━━━━━ Exercise text ━━━━━

Scott & White and Cedar Park Regional Medical Center adding space and services near Toll 183A
In the next year, Cedar Park's health care offerings will expand by at least 123,000 square feet as Cedar Park Regional Medical Center and Scott & White Healthcare roll out an array of new services and facilities.
Both major health care providers have new office buildings under construction along Whitestone Boulevard and Toll 183A. In August, CPRMC and Jimmy Jacobs Construction broke ground on a four-story, 85,000-square-foot medical office building next to an existing medical office building on Medical Parkway. In addition, Scott & White is building a 38,000-square-foot primary care facility that will include speciality care services and a physical therapy clinic. The new building is under construction immediately adjacent to the group's emergency center on Whitestone Boulevard that opened in February.
Ernie Bovio, CEO of Scott & White Healthcare's Round Rock region, said patient requests and a swelling population compelled the Temple-based health care provider to expand in Cedar Park.
"We don't want to ask our patients to travel farther than what's necessary. The growth in Cedar Park, Leander and the western part of the county continues in the projections we're seeing," Bovio said. "Looking at the number of patients traveling from that area to the Round Rock specialty clinic or hospital, we can see that traffic volume. It's continuing to grow, and we want to be able to move out to Cedar Park and create a substantial hub for services."
The medical hub
In May, the new Scott & White clinic will replace and the existing primary care facility on Quest Boulevard, a building the company will eventually sell, Bovio said. The new clinic will allow Scott & White to hire six additional family practice doctors and offer specialty services including cardiology; gastroenterology; OB/GYN; ear, nose and throat; urology; orthopedics; podiatry; and dermatology.

━━━━━ Data for analysis ━━━━━

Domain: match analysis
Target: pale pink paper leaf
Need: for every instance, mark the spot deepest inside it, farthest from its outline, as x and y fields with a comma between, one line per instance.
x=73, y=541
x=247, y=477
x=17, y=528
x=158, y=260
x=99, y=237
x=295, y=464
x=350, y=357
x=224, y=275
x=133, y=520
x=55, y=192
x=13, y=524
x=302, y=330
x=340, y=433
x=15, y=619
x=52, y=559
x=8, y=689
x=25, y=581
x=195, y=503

━━━━━

Task instructions » In the article about Cedar Park health care, which specialty services will the new Scott & White clinic offer? List all of them. The items have no connection to the article about Cedar Park health care.

Solution for this exercise » Cardiology; gastroenterology; OB/GYN; ear, nose and throat; urology; orthopedics; podiatry; and dermatology.